» **SET PROBLEM**:
The records below must be output exactly, without pictures.

━━ DATA SUPPLIED ━━

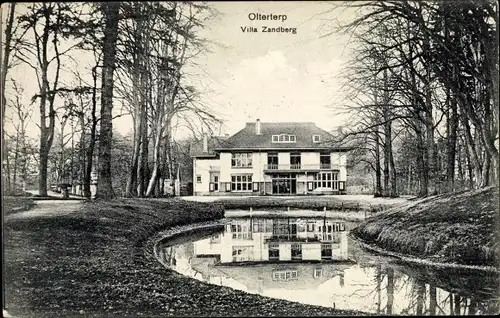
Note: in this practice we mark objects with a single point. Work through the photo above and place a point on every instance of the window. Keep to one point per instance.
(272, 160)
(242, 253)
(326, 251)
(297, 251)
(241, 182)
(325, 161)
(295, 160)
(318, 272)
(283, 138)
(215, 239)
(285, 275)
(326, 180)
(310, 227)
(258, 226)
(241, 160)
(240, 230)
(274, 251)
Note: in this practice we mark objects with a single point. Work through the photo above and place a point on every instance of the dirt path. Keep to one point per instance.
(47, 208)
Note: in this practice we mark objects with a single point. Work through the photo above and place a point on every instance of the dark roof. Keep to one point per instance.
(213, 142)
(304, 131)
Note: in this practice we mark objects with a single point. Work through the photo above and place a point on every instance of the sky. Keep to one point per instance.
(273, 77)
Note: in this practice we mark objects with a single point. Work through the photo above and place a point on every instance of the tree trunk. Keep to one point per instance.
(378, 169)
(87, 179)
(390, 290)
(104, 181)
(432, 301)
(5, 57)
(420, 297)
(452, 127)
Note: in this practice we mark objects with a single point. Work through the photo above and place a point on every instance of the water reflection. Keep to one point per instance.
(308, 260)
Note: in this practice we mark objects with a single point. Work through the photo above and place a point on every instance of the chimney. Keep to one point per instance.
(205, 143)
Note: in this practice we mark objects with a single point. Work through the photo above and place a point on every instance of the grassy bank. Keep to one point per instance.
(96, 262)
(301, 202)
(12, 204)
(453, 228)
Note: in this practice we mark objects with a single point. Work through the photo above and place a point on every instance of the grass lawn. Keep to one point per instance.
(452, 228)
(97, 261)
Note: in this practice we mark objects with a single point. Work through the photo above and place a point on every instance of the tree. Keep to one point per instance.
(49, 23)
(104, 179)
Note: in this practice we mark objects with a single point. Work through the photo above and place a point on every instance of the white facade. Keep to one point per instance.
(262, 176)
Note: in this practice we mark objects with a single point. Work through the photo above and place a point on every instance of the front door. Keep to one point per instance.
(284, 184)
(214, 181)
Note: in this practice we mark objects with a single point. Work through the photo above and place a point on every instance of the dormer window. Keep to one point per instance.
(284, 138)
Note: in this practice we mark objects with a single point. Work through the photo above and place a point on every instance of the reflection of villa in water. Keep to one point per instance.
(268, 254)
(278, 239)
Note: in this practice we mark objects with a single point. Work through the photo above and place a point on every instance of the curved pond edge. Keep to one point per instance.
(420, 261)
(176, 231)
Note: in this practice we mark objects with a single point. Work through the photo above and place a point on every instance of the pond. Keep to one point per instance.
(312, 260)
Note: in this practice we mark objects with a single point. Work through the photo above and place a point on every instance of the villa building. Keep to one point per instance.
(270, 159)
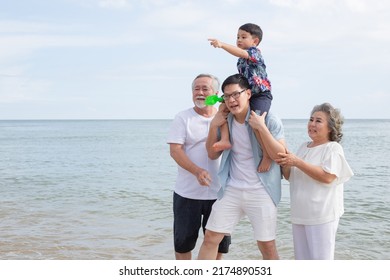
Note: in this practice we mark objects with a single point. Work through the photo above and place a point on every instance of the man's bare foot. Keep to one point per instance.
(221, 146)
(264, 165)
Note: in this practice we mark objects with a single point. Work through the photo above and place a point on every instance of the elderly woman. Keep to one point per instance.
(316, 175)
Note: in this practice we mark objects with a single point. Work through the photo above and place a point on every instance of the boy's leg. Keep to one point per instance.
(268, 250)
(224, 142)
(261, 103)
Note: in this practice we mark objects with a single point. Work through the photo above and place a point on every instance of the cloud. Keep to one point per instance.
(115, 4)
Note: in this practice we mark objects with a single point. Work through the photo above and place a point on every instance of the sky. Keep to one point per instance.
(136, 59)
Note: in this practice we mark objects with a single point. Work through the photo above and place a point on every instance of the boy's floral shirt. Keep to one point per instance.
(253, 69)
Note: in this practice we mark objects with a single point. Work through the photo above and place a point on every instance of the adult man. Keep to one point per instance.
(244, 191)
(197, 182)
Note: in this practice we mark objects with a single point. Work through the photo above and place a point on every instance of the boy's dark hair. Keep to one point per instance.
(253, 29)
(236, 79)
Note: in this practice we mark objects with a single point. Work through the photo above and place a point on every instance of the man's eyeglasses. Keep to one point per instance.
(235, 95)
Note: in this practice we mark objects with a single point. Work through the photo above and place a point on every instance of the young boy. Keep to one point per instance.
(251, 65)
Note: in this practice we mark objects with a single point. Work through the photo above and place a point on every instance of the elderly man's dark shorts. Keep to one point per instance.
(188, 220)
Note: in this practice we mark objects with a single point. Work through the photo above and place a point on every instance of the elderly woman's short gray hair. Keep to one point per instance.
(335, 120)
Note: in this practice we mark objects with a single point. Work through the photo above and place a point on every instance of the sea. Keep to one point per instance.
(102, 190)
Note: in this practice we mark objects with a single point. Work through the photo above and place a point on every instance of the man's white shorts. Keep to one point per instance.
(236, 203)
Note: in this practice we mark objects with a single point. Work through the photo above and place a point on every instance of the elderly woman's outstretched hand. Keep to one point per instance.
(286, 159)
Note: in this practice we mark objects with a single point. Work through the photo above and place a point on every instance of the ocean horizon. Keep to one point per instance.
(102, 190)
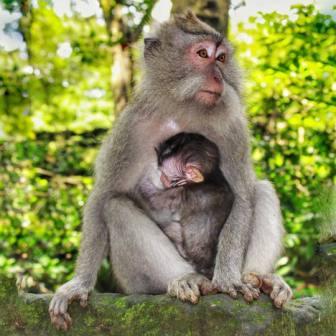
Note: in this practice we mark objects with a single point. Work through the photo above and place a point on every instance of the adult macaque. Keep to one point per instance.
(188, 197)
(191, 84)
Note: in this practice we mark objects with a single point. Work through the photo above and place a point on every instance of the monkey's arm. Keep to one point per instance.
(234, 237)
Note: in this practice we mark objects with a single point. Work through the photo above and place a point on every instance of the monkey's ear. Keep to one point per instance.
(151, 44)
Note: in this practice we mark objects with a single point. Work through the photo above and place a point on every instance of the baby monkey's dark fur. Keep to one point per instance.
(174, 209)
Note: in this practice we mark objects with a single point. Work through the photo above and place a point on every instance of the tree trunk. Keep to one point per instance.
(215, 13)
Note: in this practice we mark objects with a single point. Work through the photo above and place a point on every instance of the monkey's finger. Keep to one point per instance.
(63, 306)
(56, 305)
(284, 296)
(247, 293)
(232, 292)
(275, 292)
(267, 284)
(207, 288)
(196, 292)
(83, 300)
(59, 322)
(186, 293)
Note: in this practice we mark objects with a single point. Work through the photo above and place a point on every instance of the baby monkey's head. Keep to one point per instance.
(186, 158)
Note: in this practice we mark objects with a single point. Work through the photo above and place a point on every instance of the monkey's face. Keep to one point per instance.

━━━

» **ANSWER TO THE EXERCISE**:
Note: in this practice we mark objects with a single point. Work through the photo above and place a point on every instance of the window. Keep to one point per instance.
(272, 160)
(242, 253)
(326, 251)
(297, 251)
(241, 182)
(325, 161)
(295, 160)
(318, 272)
(283, 138)
(215, 239)
(285, 275)
(326, 180)
(310, 227)
(258, 226)
(241, 160)
(240, 230)
(274, 251)
Note: in this practice we mark objects with a single point. Work through the photo above and place a point on every instance of the dirt path. Keep to one point per instance.
(47, 208)
Note: in this practice we mark objects with a single point. Work through the photo above and place a point on every instance of the dark roof. Keep to one point per instance.
(213, 142)
(304, 131)
Note: in this practice we mark objects with a single point. Work through the photo above and place a point on every instance of the sky. Keep to one point per instance.
(273, 77)
Note: in this practice we mark objects with a single point. Work through the photo above and place a point on every instance of the tree trunk. Keep to one point per instance.
(378, 169)
(87, 179)
(390, 290)
(104, 181)
(432, 301)
(5, 57)
(420, 297)
(452, 127)
Note: in this practice we mark objects with a single point. Work through the photo above and place a point on every instance of the water reflection. Keep to one point per instance.
(308, 260)
Note: in this practice we mark objects with a single point. Work through the photo above and place a point on every instance of the chimney. Keep to one point per instance.
(205, 143)
Note: in this practice we mark objects with a single point. Work through the photo above and place a point on every instance of the grassy bank. Keep to one point per instance.
(96, 262)
(301, 202)
(12, 204)
(453, 228)
Note: in this practice we mark objects with a single point. Work through the photo above and place a point on every instance of the grass lawn. Keep to one point per instance.
(452, 228)
(97, 261)
Note: in this practice we mark objects with a single point. Work through the photo above and place a point on every instance of the tree. Keep to one point per instance.
(49, 23)
(104, 179)
Note: in this practice we mark objects with a single point. Work through the photo above and place a point on every instance of the white facade. Keep to one point per instance.
(262, 176)
Note: in this practice we mark objects with a single point. Work through the photo above and place a point on every instance of the front door. Keep to one point per instance.
(284, 184)
(214, 181)
Note: in this practice we mark objects with a single point. Work through the photo above and place a point on every instance of the dormer window. Keep to one point per instance.
(284, 138)
Note: in this practice we mark objects with a single point. Work through the photo above and place a point on every instance of the reflection of villa in water. Keep to one point per instance.
(268, 254)
(278, 239)
Note: in this practice we mark objects with a single point. Work through the photo above and place a point on every instance of the curved pond edge. Keep to one point per instance.
(420, 261)
(176, 231)
Note: in this practice we mark objects with a single point. Work through the photo above and place a point on every instance of the pond. Keep to one point per instance.
(312, 260)
Note: in this practice we mark objects with a single point. Work through the photo above and place a point on every instance of the villa building. Keep to one point per instance.
(270, 159)
Note: in this practice we mark objects with a single point. Work through the photo above and place a point on every instance of the man's bare foot. Keep to one point per instance.
(221, 146)
(264, 165)
Note: in this practice we mark objects with a single point. Work through the photo above and place a point on every instance of the elderly woman. Keep to one point per instance.
(316, 175)
Note: in this practice we mark objects with a single point. Work through the photo above and place a point on every instance of the boy's leg. Keep to one point per instance.
(268, 250)
(224, 142)
(261, 103)
Note: in this practice we mark objects with a single point. Work through the photo above and place a point on every instance of the cloud. Keep to one point per instance.
(115, 4)
Note: in this practice we mark objects with a single point. Work through the photo above and place a point on every instance of the sky. Keep to one point per instance.
(136, 59)
Note: in this practice we mark objects with a single point. Work through the photo above and place a point on every instance of the boy's floral shirt. Keep to one point per instance.
(253, 69)
Note: in this practice we mark objects with a single point. Work through the photo above and place a point on every instance of the adult man. Keep to one point per instance.
(244, 191)
(197, 182)
Note: in this practice we mark objects with a single point. Work through the photo above and place a point on every instance of the boy's dark hair. Keep to one point per instance.
(253, 29)
(236, 79)
Note: in this practice we mark objects with a single point. Work through the photo above and place a point on every instance of the man's eyeglasses. Keep to one point per instance.
(235, 95)
Note: in this practice we mark objects with a single point. Work through the photo above and place a point on every instance of the young boy. Keep to one point per instance.
(251, 65)
Note: in this practice we mark objects with a single point. Work through the photo above and place a point on every instance of the elderly man's dark shorts. Keep to one point per instance.
(188, 220)
Note: in this practice we mark objects with a single point. Work through the photo above and place a point on every instance of the elderly woman's short gray hair. Keep to one point per instance.
(335, 120)
Note: in this practice we mark objects with a single point. Work through the photo above and place a point on every instance of the sea. Keep to one point per instance.
(102, 190)
Note: in this practice we mark objects with a single point. Work through the photo above and place a point on every instance of the man's white shorts. Keep to one point per instance.
(236, 203)
Note: in this practice we mark objects with a single point. Work through the photo above and place a point on every instance of the elderly woman's outstretched hand. Keep to one point per instance.
(286, 159)
Note: in this practice we mark objects with a single point. Work through the photo above and place a point on every instance of the ocean horizon. Keep to one point per instance.
(102, 190)
Note: in this practice we mark objects with a single point. Work through the photo above and place a point on every instance of the adult macaque. Keep to one point per instance.
(188, 197)
(191, 84)
Note: in this practice we mark objects with a single point. Work through the photo above and place a point on every instance of the monkey's arm. Keep to one point per instance.
(234, 237)
Note: in this practice we mark objects with a single point. Work through the photo above and place a point on every instance of the monkey's ear. Keep to one point per instance.
(151, 44)
Note: in this practice we mark objects with a single point. Work through the photo above and place a point on every instance of the baby monkey's dark fur. Keep to one point per instance.
(174, 209)
Note: in this practice we mark objects with a single point. Work through the photo above and place a point on every instance of the tree trunk. Keep to one point per instance.
(215, 13)
Note: in this practice we mark objects with a single point. Work through the photo above and place a point on every instance of the monkey's finger. Keep to one point per instance.
(63, 306)
(56, 305)
(284, 296)
(247, 293)
(232, 292)
(275, 292)
(267, 284)
(207, 288)
(196, 292)
(83, 300)
(59, 322)
(186, 293)
Note: in this practice we mark objects with a single point. Work through the photo above and place a point on every instance of the baby monkey's head. Keep to one point per instance.
(186, 158)
Note: in this practice we mark objects with a single point. Work through the photo above and place a point on every instance of the monkey's face. Keep to one point per instance.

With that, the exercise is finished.